━━━━━ EXERCISE MATERIALS

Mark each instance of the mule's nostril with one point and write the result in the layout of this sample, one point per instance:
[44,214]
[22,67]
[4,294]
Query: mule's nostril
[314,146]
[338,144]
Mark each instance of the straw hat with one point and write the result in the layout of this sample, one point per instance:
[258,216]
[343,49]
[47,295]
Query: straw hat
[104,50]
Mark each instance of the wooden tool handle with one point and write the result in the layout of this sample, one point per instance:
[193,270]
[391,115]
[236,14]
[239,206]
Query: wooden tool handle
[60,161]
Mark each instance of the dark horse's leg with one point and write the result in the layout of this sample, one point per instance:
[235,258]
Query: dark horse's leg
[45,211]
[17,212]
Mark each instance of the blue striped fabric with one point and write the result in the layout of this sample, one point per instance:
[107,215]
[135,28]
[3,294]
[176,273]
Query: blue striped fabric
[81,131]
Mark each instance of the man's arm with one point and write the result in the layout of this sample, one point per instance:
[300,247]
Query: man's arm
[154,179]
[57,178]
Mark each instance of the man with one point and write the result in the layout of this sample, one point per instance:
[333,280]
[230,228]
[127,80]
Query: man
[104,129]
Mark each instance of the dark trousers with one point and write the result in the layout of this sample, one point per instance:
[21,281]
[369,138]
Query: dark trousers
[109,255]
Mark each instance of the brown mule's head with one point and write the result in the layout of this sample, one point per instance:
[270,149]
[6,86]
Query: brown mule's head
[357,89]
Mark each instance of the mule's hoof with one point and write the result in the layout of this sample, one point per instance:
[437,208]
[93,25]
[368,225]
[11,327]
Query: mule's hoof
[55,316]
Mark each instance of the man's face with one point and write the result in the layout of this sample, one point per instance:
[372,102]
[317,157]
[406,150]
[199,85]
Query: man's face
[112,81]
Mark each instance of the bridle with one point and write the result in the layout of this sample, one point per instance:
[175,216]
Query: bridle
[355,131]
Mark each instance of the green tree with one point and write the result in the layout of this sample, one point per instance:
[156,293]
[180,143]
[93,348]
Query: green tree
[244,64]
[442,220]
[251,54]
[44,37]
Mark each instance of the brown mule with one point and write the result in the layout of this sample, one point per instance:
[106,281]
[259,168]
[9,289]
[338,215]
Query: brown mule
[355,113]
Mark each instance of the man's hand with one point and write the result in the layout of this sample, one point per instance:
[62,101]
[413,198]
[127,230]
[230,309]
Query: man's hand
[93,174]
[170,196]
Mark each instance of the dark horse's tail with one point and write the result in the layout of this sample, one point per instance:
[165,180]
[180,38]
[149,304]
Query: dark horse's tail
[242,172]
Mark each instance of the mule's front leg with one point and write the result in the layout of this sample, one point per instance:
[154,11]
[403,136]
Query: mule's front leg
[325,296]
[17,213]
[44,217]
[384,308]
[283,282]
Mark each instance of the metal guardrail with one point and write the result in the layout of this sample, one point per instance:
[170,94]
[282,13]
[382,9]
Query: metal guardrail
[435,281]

━━━━━━━━━━

(ACTIVITY): Please output each entry above exactly, leaving nothing out.

(FINISHED TASK):
Mark each instance of the mule's nostril with one point and write the result in the layout of this sample, one point per instance:
[44,214]
[22,67]
[4,294]
Query: mule's nostril
[314,146]
[338,144]
Mark each instance of the straw hat with one point and write the result in the layout of this sample, one point per instance:
[258,216]
[343,49]
[47,295]
Query: straw hat
[104,50]
Mark each instance of the wooden tool handle with one point and write the result in the layout of this sample, one point per instance:
[193,270]
[391,115]
[236,14]
[239,206]
Query: wooden tool handle
[60,161]
Mark each instance of the dark horse's leg with one point and write the result in the layout of this sample, one point per instance:
[235,258]
Query: dark horse's leg
[45,211]
[17,212]
Mark each instance of the blue striped fabric with one point and write the result in the layout of this sample, one point per instance:
[107,215]
[135,28]
[3,294]
[176,273]
Query: blue striped fabric
[81,131]
Mark each instance of the man's arm with one point and write the result in the layout of this sample, one point per instance:
[300,247]
Query: man's arm
[154,179]
[57,178]
Mark each instance of the man with one point and write the result in the layout of this sample, one point per instance:
[333,280]
[230,228]
[127,80]
Query: man
[104,129]
Mark each instance of the dark trousers with one point and write the result in the layout of this sample, one point per instance:
[21,281]
[369,138]
Query: dark trousers
[109,255]
Mark each instance of the brown mule's head with one point and write the result in the layout of this sample, one point per instance:
[270,149]
[6,86]
Query: brown mule's head
[357,89]
Mark each instance of the mule's hoof with one point and write the result in the layout of this sample, one point per instance:
[437,208]
[93,25]
[368,225]
[11,327]
Query: mule's hoof
[55,316]
Mark each instance of the man's face with one point and write the result in the layout of this sample, one point per instance:
[372,102]
[317,157]
[406,150]
[199,85]
Query: man's face
[112,81]
Mark each instance of the bridle with one point and write the result in the layout of this sample, one point per instance:
[175,216]
Query: bridle
[355,131]
Mark each instance of the green tree with one point and write the result in the layout of this sample, one point per instance:
[156,293]
[180,143]
[93,348]
Query: green tree
[244,64]
[442,220]
[251,54]
[44,37]
Mark each instance of the brown mule with one point and write the result in the layout of this sample, one point per instance:
[106,281]
[259,168]
[9,289]
[338,215]
Query: brown mule
[355,113]
Mark each instance of the man's hand with one point and write the result in the layout of this sample, one point per instance:
[62,101]
[413,198]
[127,230]
[230,309]
Query: man's hand
[93,174]
[170,196]
Mark each instance of the dark horse's tail with one point and write the result in the layout of this sample, one point per instance:
[165,180]
[180,38]
[149,304]
Query: dark horse's tail
[242,172]
Mark each instance of the mule's front leg with one point and write the result in the layout of this sample, one point per instance:
[154,11]
[403,136]
Query: mule's front leg
[325,296]
[17,213]
[44,217]
[384,308]
[283,282]
Mark each instance of the metal guardrail with one point and write the result in the layout of this sample, one point per instance:
[170,94]
[282,13]
[382,9]
Query: metal guardrail
[435,281]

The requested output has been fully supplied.